Records from a dataset
-------
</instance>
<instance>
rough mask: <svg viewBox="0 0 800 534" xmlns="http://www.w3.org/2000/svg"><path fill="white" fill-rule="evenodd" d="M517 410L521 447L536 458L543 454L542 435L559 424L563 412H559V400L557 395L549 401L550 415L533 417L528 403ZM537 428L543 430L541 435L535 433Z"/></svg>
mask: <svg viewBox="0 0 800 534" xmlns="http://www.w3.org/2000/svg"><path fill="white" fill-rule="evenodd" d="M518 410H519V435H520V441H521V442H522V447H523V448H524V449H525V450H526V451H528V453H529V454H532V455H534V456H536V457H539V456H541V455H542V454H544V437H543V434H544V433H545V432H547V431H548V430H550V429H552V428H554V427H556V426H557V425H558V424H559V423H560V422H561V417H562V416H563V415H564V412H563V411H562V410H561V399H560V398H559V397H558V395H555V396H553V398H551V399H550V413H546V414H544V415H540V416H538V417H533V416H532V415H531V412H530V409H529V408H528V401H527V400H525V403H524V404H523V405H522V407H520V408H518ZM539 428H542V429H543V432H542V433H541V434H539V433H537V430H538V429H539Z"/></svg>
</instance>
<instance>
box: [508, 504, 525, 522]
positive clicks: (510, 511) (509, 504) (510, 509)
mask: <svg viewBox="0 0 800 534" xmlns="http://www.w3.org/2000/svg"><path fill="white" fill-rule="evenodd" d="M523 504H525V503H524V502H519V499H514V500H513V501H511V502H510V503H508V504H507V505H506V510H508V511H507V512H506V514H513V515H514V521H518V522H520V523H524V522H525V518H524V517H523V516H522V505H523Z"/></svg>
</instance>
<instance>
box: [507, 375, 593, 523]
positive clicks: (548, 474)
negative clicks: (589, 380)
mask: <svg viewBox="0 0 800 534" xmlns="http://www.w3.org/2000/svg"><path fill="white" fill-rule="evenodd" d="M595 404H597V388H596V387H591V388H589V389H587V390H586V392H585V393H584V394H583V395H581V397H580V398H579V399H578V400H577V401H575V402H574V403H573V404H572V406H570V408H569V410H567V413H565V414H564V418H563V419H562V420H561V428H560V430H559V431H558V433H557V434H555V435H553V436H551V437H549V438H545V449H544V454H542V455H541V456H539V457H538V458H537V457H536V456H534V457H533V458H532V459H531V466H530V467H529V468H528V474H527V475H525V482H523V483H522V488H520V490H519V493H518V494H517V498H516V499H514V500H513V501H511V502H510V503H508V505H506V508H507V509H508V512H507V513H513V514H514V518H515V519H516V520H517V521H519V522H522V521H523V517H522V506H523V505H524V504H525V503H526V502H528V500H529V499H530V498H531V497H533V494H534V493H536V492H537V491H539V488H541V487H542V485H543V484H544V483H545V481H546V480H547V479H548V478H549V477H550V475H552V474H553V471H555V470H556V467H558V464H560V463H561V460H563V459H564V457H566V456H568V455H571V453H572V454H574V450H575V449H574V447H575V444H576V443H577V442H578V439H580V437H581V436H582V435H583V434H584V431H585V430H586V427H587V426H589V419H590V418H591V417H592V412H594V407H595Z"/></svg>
-------
About this exercise
Extract each record, keeping it identical to the original.

Solution to this exercise
</instance>
<instance>
rough mask: <svg viewBox="0 0 800 534" xmlns="http://www.w3.org/2000/svg"><path fill="white" fill-rule="evenodd" d="M517 410L521 447L536 458L543 454L542 435L559 424L563 412H559V400L557 395L549 401L550 415L533 417L528 403ZM537 428L543 430L541 435L535 433Z"/></svg>
mask: <svg viewBox="0 0 800 534" xmlns="http://www.w3.org/2000/svg"><path fill="white" fill-rule="evenodd" d="M518 410H519V435H520V441H521V442H522V447H523V448H524V449H525V450H526V451H528V453H529V454H532V455H534V456H536V457H539V456H541V455H542V454H544V437H543V434H544V433H545V432H547V431H548V430H550V429H552V428H554V427H556V426H557V425H558V424H559V423H560V422H561V417H562V416H563V415H564V412H563V411H562V410H561V399H560V398H559V397H558V395H555V396H553V398H551V399H550V413H546V414H544V415H540V416H538V417H533V416H532V415H531V412H530V409H529V408H528V401H527V400H525V403H524V404H523V405H522V407H520V408H518ZM539 428H542V429H543V432H542V433H541V434H539V433H537V430H538V429H539Z"/></svg>
</instance>
<instance>
box: [508, 504, 525, 522]
positive clicks: (510, 511) (509, 504) (510, 509)
mask: <svg viewBox="0 0 800 534" xmlns="http://www.w3.org/2000/svg"><path fill="white" fill-rule="evenodd" d="M523 504H525V503H524V502H519V499H514V500H513V501H511V502H510V503H508V504H507V505H506V510H508V511H507V512H506V514H513V515H514V521H518V522H520V523H524V522H525V518H524V517H523V516H522V505H523Z"/></svg>
</instance>
<instance>
box: [507, 375, 593, 523]
positive clicks: (548, 474)
negative clicks: (589, 380)
mask: <svg viewBox="0 0 800 534" xmlns="http://www.w3.org/2000/svg"><path fill="white" fill-rule="evenodd" d="M595 404H597V388H596V387H591V388H589V389H587V390H586V392H585V393H584V394H583V395H581V397H580V398H579V399H578V400H577V401H575V402H574V403H573V404H572V406H570V408H569V410H567V413H565V414H564V418H563V419H562V420H561V428H560V430H559V431H558V433H557V434H555V435H553V436H551V437H549V438H545V449H544V454H542V455H541V456H539V457H538V458H537V457H536V456H534V457H533V458H532V459H531V466H530V467H529V468H528V474H527V475H525V482H523V483H522V488H520V490H519V493H518V494H517V498H516V499H514V500H513V501H511V502H510V503H508V505H506V508H507V509H508V512H507V513H513V514H514V518H515V519H516V520H517V521H519V522H522V521H523V517H522V506H523V505H524V504H525V503H526V502H528V500H529V499H530V498H531V497H533V494H534V493H536V492H537V491H539V488H541V487H542V485H543V484H544V483H545V481H546V480H547V479H548V478H549V477H550V475H552V474H553V471H555V470H556V467H558V464H560V463H561V460H563V459H564V457H566V456H568V455H571V453H572V454H574V450H575V449H574V447H575V444H576V443H577V442H578V439H580V437H581V436H582V435H583V434H584V431H585V430H586V427H587V426H589V419H590V418H591V417H592V412H594V407H595Z"/></svg>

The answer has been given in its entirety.